ラベル付きボックスのデータ:
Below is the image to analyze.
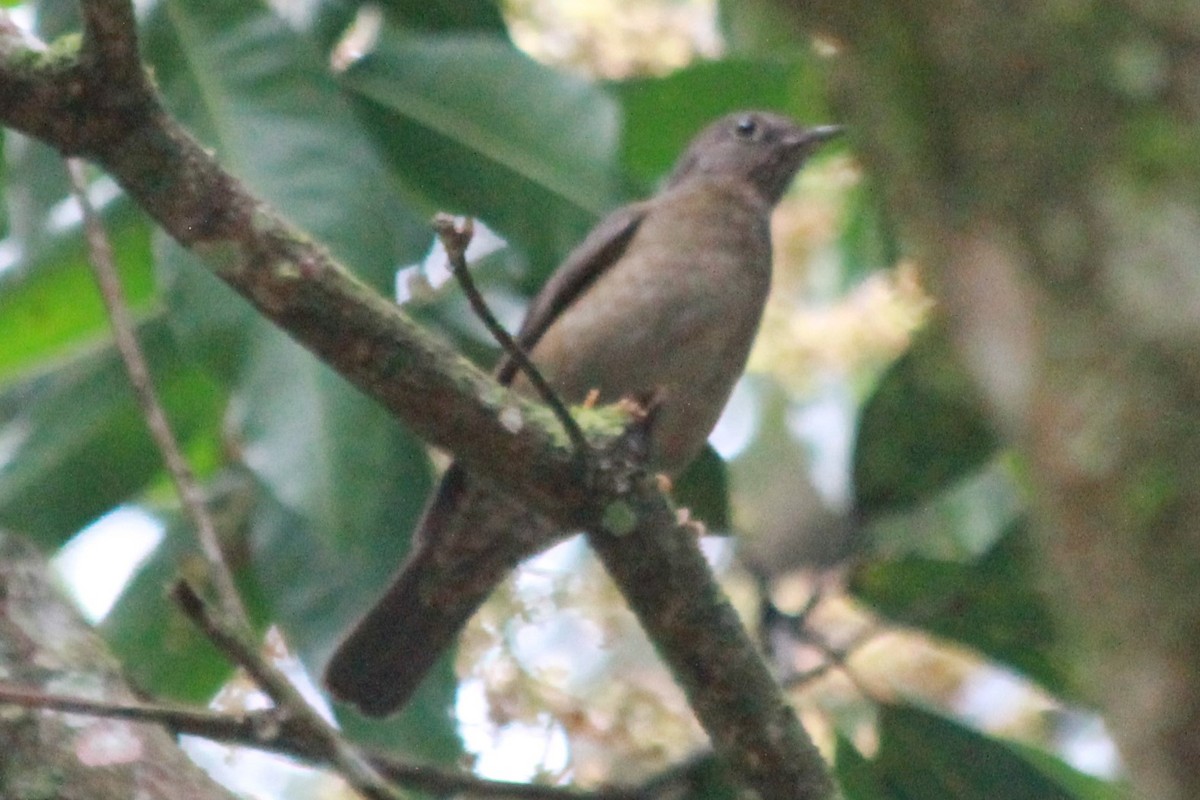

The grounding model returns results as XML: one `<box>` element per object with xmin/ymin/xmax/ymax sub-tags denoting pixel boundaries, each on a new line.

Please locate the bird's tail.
<box><xmin>325</xmin><ymin>467</ymin><xmax>559</xmax><ymax>716</ymax></box>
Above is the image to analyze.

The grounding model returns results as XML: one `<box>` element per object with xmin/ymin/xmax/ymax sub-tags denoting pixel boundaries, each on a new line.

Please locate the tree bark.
<box><xmin>0</xmin><ymin>533</ymin><xmax>241</xmax><ymax>800</ymax></box>
<box><xmin>780</xmin><ymin>0</ymin><xmax>1200</xmax><ymax>800</ymax></box>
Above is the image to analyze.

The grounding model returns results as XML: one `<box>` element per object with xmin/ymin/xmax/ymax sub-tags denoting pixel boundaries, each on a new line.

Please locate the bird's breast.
<box><xmin>528</xmin><ymin>181</ymin><xmax>770</xmax><ymax>471</ymax></box>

- **タスク目的**
文字列「locate」を含むデータの行をすべて書き写し、一覧にせよ。

- **出力結果**
Please locate the bird's tail.
Please locate the tree bark.
Please locate the bird's breast.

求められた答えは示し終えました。